■ **Instruction**: Set out the entries below as a numbered list with no blank lines, omitting the pictures.

--- Start of Material supplied ---

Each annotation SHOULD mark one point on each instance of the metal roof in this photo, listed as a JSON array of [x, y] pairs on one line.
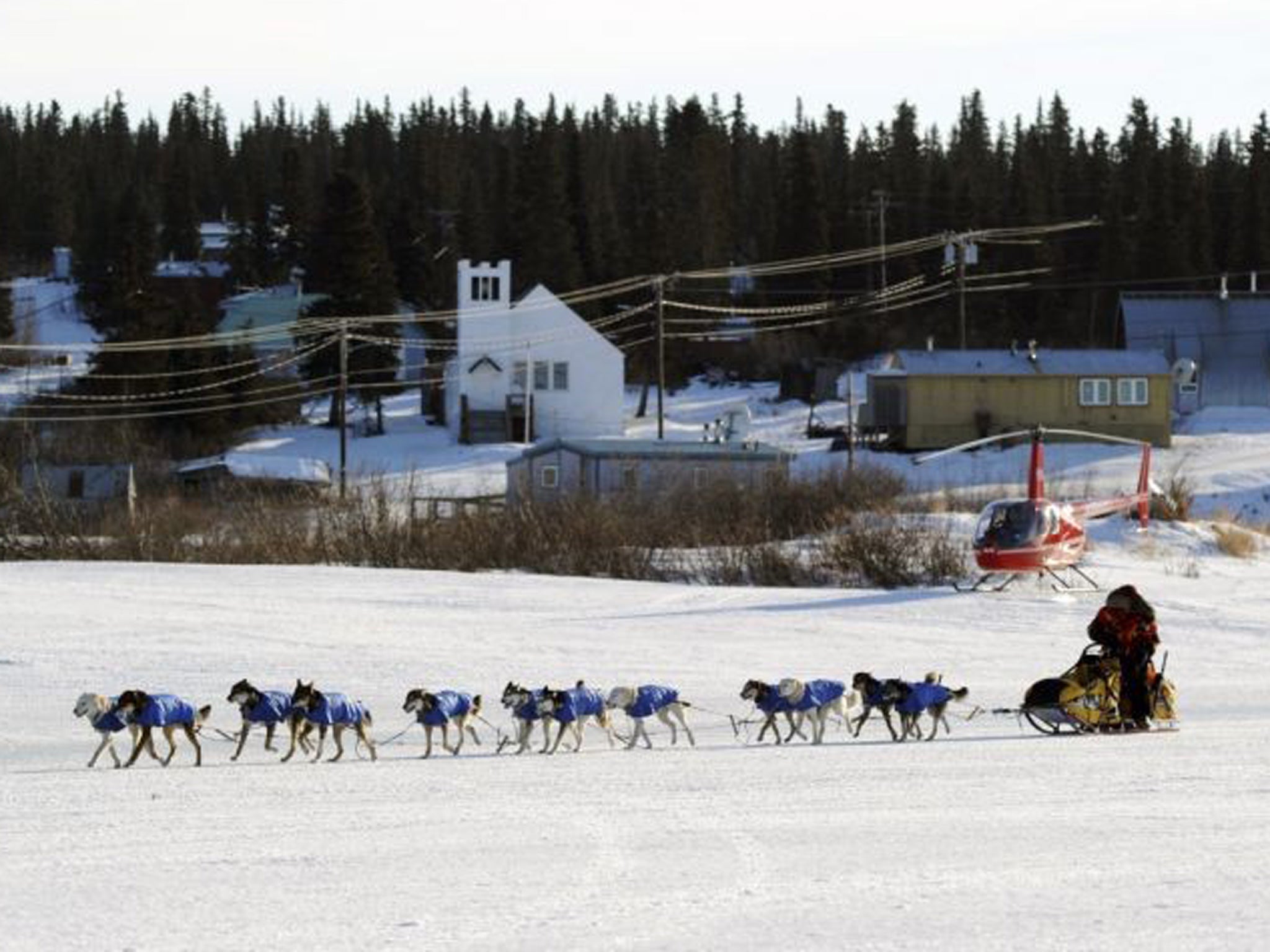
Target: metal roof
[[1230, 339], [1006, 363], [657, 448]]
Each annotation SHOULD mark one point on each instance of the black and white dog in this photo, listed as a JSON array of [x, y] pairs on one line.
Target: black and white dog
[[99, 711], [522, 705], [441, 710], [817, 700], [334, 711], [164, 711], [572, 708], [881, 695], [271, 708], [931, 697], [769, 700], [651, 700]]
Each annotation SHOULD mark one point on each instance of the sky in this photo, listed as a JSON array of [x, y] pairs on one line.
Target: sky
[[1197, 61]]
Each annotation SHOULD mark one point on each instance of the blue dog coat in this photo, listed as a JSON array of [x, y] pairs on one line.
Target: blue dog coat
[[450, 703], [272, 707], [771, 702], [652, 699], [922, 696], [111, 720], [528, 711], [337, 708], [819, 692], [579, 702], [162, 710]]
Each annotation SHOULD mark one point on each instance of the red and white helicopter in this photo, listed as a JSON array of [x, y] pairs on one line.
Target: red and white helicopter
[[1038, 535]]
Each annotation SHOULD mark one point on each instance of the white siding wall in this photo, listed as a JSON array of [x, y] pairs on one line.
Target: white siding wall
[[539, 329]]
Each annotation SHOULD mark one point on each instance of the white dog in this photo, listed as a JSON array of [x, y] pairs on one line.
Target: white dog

--- End of Material supplied ---

■ **Answer to this problem**:
1. Each annotation SHOULD mark one point on each instance of the metal roof in this photo, listed as a JSON array of [x, y] pairs on one line.
2. Target: metal roof
3. [[1230, 339], [1006, 363], [657, 448]]
4. Each annotation SHOULD mark one point on each instance of the black and white dog in this photo, listed as a JSON array of [x, y] pairs on one line.
5. Target: black and white dog
6. [[99, 711], [522, 705], [441, 710], [817, 700], [334, 711], [164, 711], [572, 708], [881, 695], [271, 708], [931, 697], [769, 700], [651, 700]]
7. Each annotation SHOULD mark one point on each instance of the sky in this photo, listed as a JSON array of [x, y] pairs on one line.
8. Target: sky
9. [[1197, 61]]
10. Each annotation SHOULD mark one point on each instance of the blue dog coat in this photo, listed as a JSON array of [x, y] pairs on one line.
11. Target: blue dog coat
12. [[450, 703], [272, 707], [771, 702], [652, 699], [922, 696], [111, 720], [528, 711], [337, 708], [819, 692], [579, 702], [162, 710]]
13. Each annotation SHOULD mark one point on each instance of the red and white helicopter in this photo, listed as a JSON array of [x, y] pairs on one line.
14. Target: red and white helicopter
15. [[1038, 535]]
16. Each annotation SHOULD mark one point on each instance of the white siding wall in this photo, listed as a JSON array of [x, y] pairs on one line.
17. Target: white siding wall
18. [[539, 329]]
19. Each annotation SHOULD mark one point on each instance of the white dog in this photo, listed as a JSON array of [x, y] pairs on one line.
20. Target: white dog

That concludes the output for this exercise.